> _Extracted entries_

----

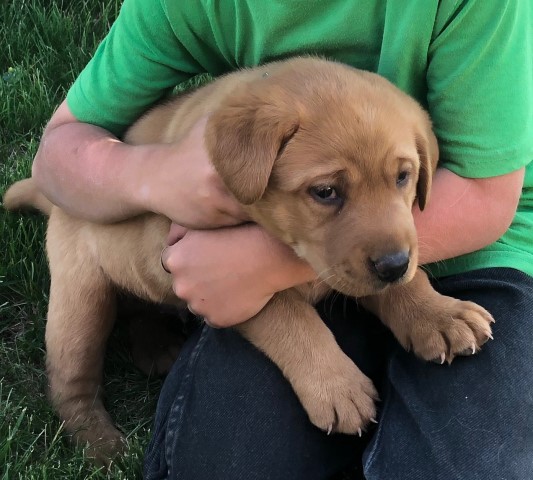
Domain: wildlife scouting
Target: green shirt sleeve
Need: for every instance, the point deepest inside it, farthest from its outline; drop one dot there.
(480, 57)
(138, 63)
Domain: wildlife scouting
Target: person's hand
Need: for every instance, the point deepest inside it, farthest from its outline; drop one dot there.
(185, 187)
(228, 275)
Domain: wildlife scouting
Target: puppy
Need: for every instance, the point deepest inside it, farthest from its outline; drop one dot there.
(329, 160)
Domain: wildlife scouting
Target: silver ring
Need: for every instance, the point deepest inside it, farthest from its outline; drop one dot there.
(161, 260)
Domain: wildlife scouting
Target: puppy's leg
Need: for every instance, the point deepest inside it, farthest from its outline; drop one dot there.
(335, 393)
(80, 318)
(434, 326)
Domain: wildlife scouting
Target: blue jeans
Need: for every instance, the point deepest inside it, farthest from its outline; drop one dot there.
(226, 412)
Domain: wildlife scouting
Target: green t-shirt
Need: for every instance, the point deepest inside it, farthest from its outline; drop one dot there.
(468, 62)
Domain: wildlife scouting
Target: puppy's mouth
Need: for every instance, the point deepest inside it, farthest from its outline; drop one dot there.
(352, 285)
(360, 282)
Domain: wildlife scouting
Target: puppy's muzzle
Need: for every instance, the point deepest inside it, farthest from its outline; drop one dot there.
(391, 267)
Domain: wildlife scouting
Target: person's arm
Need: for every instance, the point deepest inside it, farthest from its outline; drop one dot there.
(89, 173)
(228, 275)
(465, 214)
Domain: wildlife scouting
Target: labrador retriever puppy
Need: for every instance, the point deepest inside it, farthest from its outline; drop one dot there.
(330, 161)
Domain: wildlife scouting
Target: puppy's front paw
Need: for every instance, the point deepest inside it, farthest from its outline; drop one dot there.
(447, 328)
(338, 397)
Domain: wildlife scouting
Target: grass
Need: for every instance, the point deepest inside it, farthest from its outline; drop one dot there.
(44, 45)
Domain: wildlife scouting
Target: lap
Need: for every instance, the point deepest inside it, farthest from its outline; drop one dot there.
(471, 420)
(226, 410)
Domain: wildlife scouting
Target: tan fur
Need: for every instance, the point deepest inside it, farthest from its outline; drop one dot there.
(274, 133)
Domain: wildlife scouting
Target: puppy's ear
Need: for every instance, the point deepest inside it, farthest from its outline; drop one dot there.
(428, 153)
(246, 135)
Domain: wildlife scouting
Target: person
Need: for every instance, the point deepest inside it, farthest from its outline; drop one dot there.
(225, 411)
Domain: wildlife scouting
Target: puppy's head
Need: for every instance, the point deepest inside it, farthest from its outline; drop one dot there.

----

> _What you will do_
Output, line for line and exactly, the records above from their first line through the one with "Target: puppy's leg", both ends included, but no pictures.

> _Task answer_
Domain: wildlife scouting
Target: green shirt sleeve
Need: for every instance, the point deepest inside it, farthest from its outline; drop one dot there.
(480, 57)
(138, 63)
Domain: wildlife scouting
Target: person's hand
Need: for every instance, the point deepest inside it, farthest from its outline; drop one dot there.
(185, 187)
(228, 275)
Domain: wildlife scouting
Target: puppy
Need: for every instance, the point deepest inside it, farthest from its outline; drop one dot there.
(329, 160)
Domain: wildlife scouting
Target: silver ring
Need: for every instance, the point deepest inside it, farthest from its outline; drop one dot there.
(161, 260)
Domain: wildlife scouting
Target: puppy's leg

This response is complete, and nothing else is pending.